── SELECTED EXCERPT ──

In another embodiment, the nozzle is a distinct structure, and does not
form a gas-tight or melt-tight structure with the wall of the boiler. This
is a distinct disadvantage of this embodiment.
The combustion air is directed into the nozzles from air ducts encircling
(surrounding) the boiler. The air ducts usually include air controlling
devices for each of nozzles. The air passes through an air guide, and then
an air nozzle, into the furnace.
Conventional air nozzles have a tendency to corrode and crack, and
therefore require continuous maintenance in recovery boilers (soda and
other types of boilers) burning waste liquors (e.g. black liquor) from the
forest industry. This is especially true for the primary air nozzles in a
recovery boiler. While the maintenance of the nozzles itself is expensive,
a much more significant reason why the corrosion and cracking is dangerous
is that nozzle damage may creep into the adjacent water-cooled tubes on
the walls of the furnace of the boiler. A water leak in these tubes may
cause a melt explosion in the boiler, with potentially disastrous
consequences.
One significant reason for the above-mentioned corrosion and cracking of
the nozzles and their surroundings is the splashing of the melt generated
in the furnace into the air ports, especially into the primary air ports
(which are located at the lowest level). The main components of the melt
in a sulphate process are sodium carbonate and sodium sulphide. The melt
splashes, which have a volume of at least several liters, cause rapid
heating of the structure of the air port up to the melting point of the
melt, so that the melt salts cause corrosion and erosion in the air ports.
Rapid changes in the nozzle temperature also generate thermal fatigue and
stress corrosion in the structures of the air port and even in the
surrounding tubes of the furnace. Studies have shown that the temperature
of the primary air nozzle, when not properly cooled, varies very rapidly.
For example, during the first two hours of a four-hour test period, the
temperature varied substantially constantly between about 500 and
850.degree. C. For the last two hours, the temperature dropped so that it
was between about 350 and 500.degree. C. most of the time, rising
occasionally up to about 600.degree. C. The temperature peaks indicate
splashing of melt into the air nozzle.
The air ports and structures in the vicinity thereof are typically cooled
by the combustion air being fed to the furnace. They get rapidly damaged
if the feed of the combustion air from the port in question is interrupted
by closing its respective air damper.
Repairs of air nozzles have to be done regularly during shutdowns. The
repairs are difficult and laborious to effect. Dismantling of equipment is
necessary and the removal of old nozzles is difficult and time-consuming.
Therefore, the shutdowns often last a long time, causing losses in
production.
According to the present invention is possible to provide an apparatus for
feeding combustion air into the furnace in which the air ports and the
structures of the wall of the furnace in the vicinity thereof are
protected better than in the prior art against the effects of corrosion
and temperature changes. The invention protects the air ports of a boiler
burning waste liquor from pulp and paper industries (e.g. black liquor),
for example the ports of a recovery boiler, from corrosion and cracking.
The invention is especially useful in protecting the primary air ports
closest to the melt bed, which are exposed to detrimental effects of the
melt. In addition, the invention provides an apparatus that is easy to
maintain and repair, so that it is possible to decrease repair and
shutdown costs significantly.

───
── DATASET EXCERPT ──

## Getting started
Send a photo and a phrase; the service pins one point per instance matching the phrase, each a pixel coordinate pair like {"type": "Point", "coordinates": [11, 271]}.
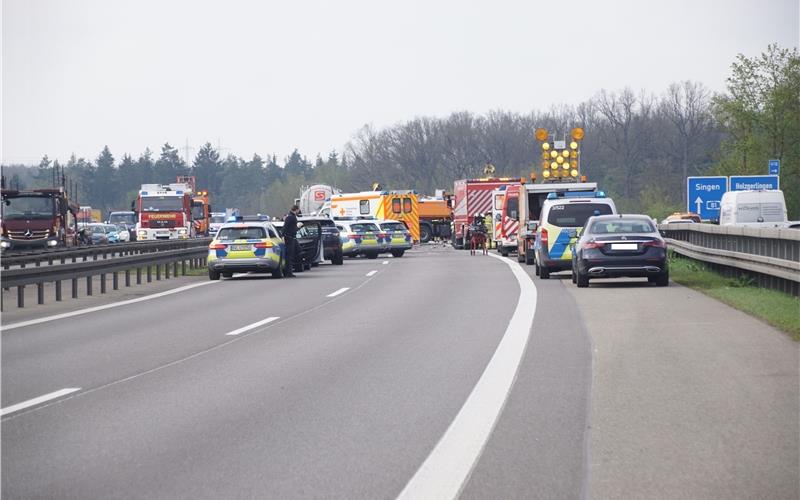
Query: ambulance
{"type": "Point", "coordinates": [381, 205]}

───

Transcribe the portion of the recovery boiler air nozzle passage above starting with "Repairs of air" and going on through "difficult and time-consuming.".

Repairs of air nozzles have to be done regularly during shutdowns. The
repairs are difficult and laborious to effect. Dismantling of equipment is
necessary and the removal of old nozzles is difficult and time-consuming.